TASK PROMPT: Reproduce all of the data word for word.

####################

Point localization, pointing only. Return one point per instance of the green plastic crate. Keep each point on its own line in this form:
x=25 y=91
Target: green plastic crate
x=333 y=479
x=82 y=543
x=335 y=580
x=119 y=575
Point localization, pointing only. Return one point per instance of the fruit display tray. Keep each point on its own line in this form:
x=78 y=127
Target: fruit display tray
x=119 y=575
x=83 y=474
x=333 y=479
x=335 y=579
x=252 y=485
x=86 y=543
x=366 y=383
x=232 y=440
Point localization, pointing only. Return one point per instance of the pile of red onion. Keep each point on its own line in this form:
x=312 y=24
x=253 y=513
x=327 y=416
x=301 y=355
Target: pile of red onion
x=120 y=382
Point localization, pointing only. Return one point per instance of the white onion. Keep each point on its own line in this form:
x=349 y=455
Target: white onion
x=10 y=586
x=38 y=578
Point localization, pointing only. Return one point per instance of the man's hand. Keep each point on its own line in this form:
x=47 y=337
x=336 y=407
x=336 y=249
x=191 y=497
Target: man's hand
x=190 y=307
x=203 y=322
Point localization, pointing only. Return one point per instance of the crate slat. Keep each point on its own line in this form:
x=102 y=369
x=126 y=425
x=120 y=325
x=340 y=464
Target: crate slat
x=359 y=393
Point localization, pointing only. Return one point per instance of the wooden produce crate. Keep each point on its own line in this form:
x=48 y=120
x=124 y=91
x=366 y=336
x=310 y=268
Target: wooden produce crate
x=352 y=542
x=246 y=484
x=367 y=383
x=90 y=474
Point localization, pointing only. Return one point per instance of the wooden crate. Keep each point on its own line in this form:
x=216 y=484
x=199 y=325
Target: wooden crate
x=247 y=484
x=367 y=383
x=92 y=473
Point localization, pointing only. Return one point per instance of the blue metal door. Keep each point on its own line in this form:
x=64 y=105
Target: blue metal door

####################

TASK ANSWER:
Point localization, pointing only. Return one point per instance of the green plastic crate. Keep each point on its own line in this form:
x=25 y=91
Target: green plastic crate
x=333 y=479
x=82 y=543
x=335 y=580
x=119 y=575
Point localization, pointing only. Return one point per instance of the fruit display tray. Keep each point on its own line in this form:
x=78 y=127
Target: fruit display tray
x=119 y=575
x=83 y=474
x=333 y=479
x=335 y=579
x=252 y=485
x=86 y=543
x=366 y=383
x=232 y=440
Point localization, pointing only. Return one point per instance of the pile of red onion. Keep each point on its own line in this form:
x=312 y=24
x=253 y=513
x=327 y=416
x=301 y=355
Target: pile of red onion
x=120 y=382
Point localization, pointing only. Return one point per instance of the white onion. Keep each point on its own line in this form:
x=349 y=455
Target: white onion
x=10 y=586
x=38 y=578
Point localization, pointing only. Return one point per instance of the man's hand. Keep each point on its own line in this form:
x=47 y=337
x=336 y=407
x=336 y=249
x=191 y=497
Target: man's hand
x=190 y=307
x=203 y=322
Point localization, pointing only. Return one point per instance of the crate slat. Keep each point on its own line in this form:
x=102 y=369
x=126 y=425
x=120 y=325
x=340 y=464
Target: crate slat
x=359 y=393
Point localization, pointing only. Return one point per instance of the wooden produce crate. Keep each point on its own line in this form:
x=48 y=120
x=124 y=91
x=366 y=336
x=310 y=268
Target: wooden produce crate
x=352 y=542
x=246 y=484
x=367 y=383
x=90 y=474
Point localization, pointing only. Return one point per instance of the wooden crate. Keep each point on its own line in this form:
x=216 y=484
x=199 y=325
Target: wooden crate
x=247 y=484
x=367 y=383
x=92 y=473
Point localization, pointing only. Return one point per instance of the blue metal door. Keep each point on its own line in this form:
x=64 y=105
Target: blue metal door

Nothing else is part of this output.